◆ Work to complete: Print the records below exactly; all of them are needed.

[Point-per-instance localization data]
========================================================================

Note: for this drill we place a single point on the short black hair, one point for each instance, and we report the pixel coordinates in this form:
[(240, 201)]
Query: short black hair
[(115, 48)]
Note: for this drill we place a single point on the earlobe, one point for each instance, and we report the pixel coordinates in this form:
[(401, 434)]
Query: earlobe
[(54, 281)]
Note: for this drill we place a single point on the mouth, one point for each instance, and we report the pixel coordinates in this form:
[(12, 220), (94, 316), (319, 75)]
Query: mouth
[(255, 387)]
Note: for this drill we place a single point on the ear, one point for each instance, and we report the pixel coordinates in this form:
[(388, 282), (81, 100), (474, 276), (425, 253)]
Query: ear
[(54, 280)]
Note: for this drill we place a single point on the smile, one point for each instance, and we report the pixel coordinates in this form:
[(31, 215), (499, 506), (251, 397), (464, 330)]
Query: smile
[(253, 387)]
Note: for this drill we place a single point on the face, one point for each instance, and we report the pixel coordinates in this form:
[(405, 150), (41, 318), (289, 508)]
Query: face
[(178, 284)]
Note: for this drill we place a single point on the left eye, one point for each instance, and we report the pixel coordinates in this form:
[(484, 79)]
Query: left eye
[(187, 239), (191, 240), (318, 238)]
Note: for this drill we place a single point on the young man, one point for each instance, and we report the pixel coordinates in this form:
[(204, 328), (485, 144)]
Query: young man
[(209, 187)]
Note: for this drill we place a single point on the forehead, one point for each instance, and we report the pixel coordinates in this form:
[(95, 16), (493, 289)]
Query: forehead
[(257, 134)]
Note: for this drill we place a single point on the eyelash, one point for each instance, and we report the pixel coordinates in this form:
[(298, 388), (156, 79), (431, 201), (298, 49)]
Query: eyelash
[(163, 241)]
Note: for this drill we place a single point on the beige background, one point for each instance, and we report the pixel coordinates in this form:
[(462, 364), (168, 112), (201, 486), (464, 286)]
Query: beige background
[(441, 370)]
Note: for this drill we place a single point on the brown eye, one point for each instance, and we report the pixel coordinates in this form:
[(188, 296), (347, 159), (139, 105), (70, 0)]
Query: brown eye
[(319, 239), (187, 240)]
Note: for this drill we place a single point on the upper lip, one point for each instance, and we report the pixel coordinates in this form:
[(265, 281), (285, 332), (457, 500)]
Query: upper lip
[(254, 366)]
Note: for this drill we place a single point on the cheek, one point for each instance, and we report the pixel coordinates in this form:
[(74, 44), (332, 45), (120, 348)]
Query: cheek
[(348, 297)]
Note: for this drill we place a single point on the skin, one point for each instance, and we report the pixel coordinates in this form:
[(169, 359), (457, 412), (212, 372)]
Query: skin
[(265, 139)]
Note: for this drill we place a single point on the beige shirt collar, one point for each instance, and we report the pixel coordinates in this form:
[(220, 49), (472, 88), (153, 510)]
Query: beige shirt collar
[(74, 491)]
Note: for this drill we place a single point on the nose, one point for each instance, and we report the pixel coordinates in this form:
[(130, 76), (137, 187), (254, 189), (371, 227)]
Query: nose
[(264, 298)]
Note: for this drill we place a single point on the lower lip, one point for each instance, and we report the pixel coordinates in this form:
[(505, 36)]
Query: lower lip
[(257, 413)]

========================================================================

◆ Response to this exercise:
Note: for this drill we place a single point on the short black hair, one point for each instance, and we report the pixel coordinates in this form:
[(240, 201)]
Query: short black hair
[(115, 48)]
Note: for this drill we place a single point on the earlobe, one point for each instance, and we report the pixel coordinates in this form:
[(401, 434)]
Query: earlobe
[(54, 281)]
Note: for this drill we place a single point on the mouth, one point for each instance, and we report the pixel coordinates in this form:
[(12, 220), (94, 316), (319, 75)]
Query: mouth
[(255, 387)]
Note: for this drill we place a single point on the ear, one point for each instance, and we report the pixel coordinates in this form:
[(388, 282), (81, 100), (474, 276), (425, 253)]
Query: ear
[(54, 280)]
Note: for this drill we place a single point on the smile, one point for each instance, and we report the pixel coordinates in this form:
[(31, 215), (499, 506), (251, 397), (464, 330)]
Query: smile
[(253, 387)]
Note: for this drill we place a single point on the face, one point for each instance, and we report the pixel coordinates in this form:
[(405, 150), (41, 318), (289, 508)]
Query: face
[(178, 284)]
Note: for this drill we place a single point on the left eye, one point for each instance, and we report the pixel coordinates in this form:
[(484, 79)]
Query: left eye
[(187, 239), (191, 240), (318, 238)]
Note: for this drill we place a single point on the young man, one point for each instance, and we report the pixel coordinates in this form:
[(204, 328), (485, 144)]
Query: young man
[(209, 187)]
Note: for this drill we place a single point on the forehead, one point for each instance, and we report the pixel coordinates in this form:
[(95, 16), (493, 289)]
Query: forehead
[(257, 134)]
Note: for this drill we place a single point on the eyelash, one point for each instance, and we report the pixel coordinates in this form:
[(298, 388), (156, 79), (431, 201), (298, 49)]
Query: eyelash
[(163, 241)]
Note: for this drill we place a single point on the beige background, one point for each instance, and we report the pixel coordinates in this form:
[(462, 364), (168, 112), (201, 486), (464, 286)]
Query: beige background
[(441, 370)]
Note: for this drill we place a single point on the brown eye, one point for each instance, and we report the pixel coordinates in this form:
[(188, 296), (347, 159), (139, 105), (70, 0)]
Query: brown eye
[(319, 239), (187, 240)]
Note: for this drill we place a single point on the upper lip, one point for each instance, and we report the pixel coordinates in this form:
[(265, 281), (285, 332), (457, 500)]
Query: upper lip
[(254, 366)]
Note: for this drill we place a single point on the cheek, one point for each instance, and we report the pixel coordinates in this form:
[(74, 44), (332, 45), (120, 348)]
Query: cheek
[(348, 297)]
Note: for this drill we place a single point on the skin, one point for each instance, and we report the pixel coordinates in this form:
[(169, 359), (457, 412), (212, 372)]
Query: skin
[(265, 139)]
Note: for this drill we place a single point on the beige shirt collar, one point for each instance, and we report the pixel coordinates in this form:
[(220, 49), (472, 88), (153, 510)]
Query: beige shirt collar
[(74, 491)]
Note: for this drill we place a single point on the nose, one point for each instance, and we report the pixel coordinates in this form:
[(130, 76), (137, 187), (254, 189), (371, 227)]
Query: nose
[(264, 298)]
Note: for this drill we place a single point on the lower lip, one point for each instance, and we report the pixel coordinates in this form:
[(505, 36)]
Query: lower lip
[(257, 413)]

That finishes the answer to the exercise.